>> begin DATA FOR THE TASK

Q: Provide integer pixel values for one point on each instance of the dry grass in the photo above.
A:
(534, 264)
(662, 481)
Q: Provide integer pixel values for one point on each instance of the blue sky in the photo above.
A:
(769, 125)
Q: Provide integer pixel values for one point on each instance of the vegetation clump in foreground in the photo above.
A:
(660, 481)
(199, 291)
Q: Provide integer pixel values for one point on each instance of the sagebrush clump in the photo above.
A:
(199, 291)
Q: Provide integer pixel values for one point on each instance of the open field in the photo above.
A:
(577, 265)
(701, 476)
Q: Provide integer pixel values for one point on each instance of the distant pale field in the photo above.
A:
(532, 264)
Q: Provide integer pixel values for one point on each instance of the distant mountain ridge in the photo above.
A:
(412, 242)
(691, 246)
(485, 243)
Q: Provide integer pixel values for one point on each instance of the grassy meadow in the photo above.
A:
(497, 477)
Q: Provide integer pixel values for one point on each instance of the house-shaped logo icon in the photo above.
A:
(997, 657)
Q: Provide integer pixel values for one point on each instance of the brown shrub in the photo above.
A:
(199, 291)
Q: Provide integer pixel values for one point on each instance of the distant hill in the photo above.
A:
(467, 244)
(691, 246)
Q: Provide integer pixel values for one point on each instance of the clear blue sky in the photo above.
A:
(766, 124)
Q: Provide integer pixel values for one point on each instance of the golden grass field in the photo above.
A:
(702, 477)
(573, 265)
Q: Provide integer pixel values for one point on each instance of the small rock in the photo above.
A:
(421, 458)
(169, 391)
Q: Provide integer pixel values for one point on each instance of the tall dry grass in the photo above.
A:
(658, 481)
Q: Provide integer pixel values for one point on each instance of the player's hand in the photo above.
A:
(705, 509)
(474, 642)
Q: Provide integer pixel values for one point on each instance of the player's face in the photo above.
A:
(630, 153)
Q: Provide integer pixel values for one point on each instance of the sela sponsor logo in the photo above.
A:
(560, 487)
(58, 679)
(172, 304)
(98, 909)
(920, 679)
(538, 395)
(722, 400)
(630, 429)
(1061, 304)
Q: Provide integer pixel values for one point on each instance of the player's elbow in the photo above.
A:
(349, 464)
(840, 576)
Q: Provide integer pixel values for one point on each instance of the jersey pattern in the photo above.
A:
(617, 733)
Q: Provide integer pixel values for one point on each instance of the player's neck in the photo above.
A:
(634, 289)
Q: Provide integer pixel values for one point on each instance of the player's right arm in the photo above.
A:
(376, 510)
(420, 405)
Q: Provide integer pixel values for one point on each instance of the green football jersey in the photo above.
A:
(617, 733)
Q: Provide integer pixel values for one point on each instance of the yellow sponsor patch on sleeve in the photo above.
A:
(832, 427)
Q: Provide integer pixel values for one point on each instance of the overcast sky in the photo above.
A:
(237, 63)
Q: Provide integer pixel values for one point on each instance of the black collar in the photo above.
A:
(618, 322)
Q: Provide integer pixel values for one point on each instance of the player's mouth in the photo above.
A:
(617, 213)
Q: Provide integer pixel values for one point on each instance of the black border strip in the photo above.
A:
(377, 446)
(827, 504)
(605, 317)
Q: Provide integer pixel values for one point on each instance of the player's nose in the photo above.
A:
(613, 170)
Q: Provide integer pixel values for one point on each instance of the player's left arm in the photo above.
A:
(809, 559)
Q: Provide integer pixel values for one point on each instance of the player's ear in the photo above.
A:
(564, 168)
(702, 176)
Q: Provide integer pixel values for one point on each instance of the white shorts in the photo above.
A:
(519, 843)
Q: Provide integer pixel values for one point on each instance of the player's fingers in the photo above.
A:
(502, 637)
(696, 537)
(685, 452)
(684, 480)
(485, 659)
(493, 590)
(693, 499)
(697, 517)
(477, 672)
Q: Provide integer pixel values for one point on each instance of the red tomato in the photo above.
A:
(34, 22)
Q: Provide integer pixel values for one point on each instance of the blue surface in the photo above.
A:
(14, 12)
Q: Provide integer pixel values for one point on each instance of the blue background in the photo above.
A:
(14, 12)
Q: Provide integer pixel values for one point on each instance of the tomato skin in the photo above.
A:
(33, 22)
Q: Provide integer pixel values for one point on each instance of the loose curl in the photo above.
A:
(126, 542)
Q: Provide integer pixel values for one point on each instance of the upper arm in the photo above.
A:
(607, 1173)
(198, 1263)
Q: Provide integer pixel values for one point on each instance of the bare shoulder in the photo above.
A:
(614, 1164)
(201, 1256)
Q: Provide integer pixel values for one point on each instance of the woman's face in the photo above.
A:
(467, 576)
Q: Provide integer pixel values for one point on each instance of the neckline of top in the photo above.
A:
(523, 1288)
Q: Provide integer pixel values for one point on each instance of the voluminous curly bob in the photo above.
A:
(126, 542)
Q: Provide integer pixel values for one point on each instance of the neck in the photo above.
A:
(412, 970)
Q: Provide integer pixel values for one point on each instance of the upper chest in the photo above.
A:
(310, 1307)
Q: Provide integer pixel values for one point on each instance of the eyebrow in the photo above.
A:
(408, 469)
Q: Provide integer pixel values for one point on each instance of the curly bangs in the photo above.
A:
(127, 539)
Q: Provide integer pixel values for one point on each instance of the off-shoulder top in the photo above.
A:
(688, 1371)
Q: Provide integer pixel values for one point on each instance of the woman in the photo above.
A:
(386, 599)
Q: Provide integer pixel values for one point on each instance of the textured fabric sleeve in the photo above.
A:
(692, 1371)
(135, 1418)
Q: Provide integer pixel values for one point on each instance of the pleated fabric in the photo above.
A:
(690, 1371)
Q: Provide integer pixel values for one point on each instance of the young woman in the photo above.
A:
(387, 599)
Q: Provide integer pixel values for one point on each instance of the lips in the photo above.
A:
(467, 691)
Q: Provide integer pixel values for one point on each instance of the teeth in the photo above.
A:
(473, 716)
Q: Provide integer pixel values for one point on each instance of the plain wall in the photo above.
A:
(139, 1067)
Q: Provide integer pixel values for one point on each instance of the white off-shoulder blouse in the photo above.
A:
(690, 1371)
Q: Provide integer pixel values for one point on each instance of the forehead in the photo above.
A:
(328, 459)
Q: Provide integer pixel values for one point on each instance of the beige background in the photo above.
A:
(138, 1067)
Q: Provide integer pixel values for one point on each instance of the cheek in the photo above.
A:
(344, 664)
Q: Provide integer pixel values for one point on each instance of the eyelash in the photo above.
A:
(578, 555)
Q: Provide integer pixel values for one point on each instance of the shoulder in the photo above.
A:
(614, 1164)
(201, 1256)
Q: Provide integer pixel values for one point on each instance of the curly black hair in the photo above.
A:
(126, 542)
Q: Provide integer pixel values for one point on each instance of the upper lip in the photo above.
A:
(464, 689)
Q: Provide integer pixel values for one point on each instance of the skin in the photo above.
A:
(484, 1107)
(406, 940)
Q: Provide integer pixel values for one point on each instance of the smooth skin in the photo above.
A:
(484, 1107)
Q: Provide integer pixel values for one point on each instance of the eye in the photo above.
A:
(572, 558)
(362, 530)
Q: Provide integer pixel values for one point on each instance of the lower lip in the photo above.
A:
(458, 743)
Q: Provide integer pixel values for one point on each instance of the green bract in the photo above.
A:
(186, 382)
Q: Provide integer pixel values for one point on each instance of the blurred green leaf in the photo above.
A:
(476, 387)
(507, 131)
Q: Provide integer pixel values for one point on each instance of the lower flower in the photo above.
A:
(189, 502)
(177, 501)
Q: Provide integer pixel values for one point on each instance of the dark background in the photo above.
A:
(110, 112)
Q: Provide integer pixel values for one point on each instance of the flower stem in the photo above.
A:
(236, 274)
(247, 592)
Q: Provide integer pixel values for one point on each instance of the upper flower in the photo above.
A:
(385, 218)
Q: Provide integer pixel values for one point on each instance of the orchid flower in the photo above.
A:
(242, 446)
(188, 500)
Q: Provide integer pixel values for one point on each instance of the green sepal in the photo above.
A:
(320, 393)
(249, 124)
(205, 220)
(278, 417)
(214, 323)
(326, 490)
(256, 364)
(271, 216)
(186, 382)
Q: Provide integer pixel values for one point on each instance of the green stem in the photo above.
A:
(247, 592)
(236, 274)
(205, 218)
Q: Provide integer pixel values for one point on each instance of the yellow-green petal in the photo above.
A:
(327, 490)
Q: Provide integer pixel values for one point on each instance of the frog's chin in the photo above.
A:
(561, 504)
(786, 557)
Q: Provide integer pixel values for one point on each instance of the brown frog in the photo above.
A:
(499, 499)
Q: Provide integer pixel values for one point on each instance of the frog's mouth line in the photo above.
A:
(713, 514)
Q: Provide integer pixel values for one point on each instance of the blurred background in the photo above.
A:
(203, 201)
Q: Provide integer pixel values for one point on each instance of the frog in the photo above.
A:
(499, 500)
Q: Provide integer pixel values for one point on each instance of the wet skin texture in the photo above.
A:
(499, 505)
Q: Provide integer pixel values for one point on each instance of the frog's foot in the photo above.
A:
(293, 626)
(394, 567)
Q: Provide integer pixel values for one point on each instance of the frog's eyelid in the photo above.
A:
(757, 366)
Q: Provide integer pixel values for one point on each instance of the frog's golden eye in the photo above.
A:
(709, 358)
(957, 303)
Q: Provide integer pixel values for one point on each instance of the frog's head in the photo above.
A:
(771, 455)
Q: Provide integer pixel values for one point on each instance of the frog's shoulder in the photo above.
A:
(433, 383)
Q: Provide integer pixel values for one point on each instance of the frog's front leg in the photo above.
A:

>> end DATA FOR THE TASK

__BRIEF__:
Render the rows from the line containing "frog's head in the photo above." through the end of the rows as a Markdown table with the columns No. and Line, numbering each line and leaving out blank lines.

__EXPECTED ANSWER__:
| No. | Line |
|---|---|
| 1 | Q: Provide integer pixel values for one point on each instance of the frog's head in the photo above. |
| 2 | A: |
| 3 | (771, 455) |
| 4 | Q: Provide integer pixel values for one point on each instance of the frog's shoulder in the photo above. |
| 5 | A: |
| 6 | (433, 383) |
| 7 | Q: Provide integer pixel values for one point on each instance of the frog's front leg in the photo above. |
| 8 | A: |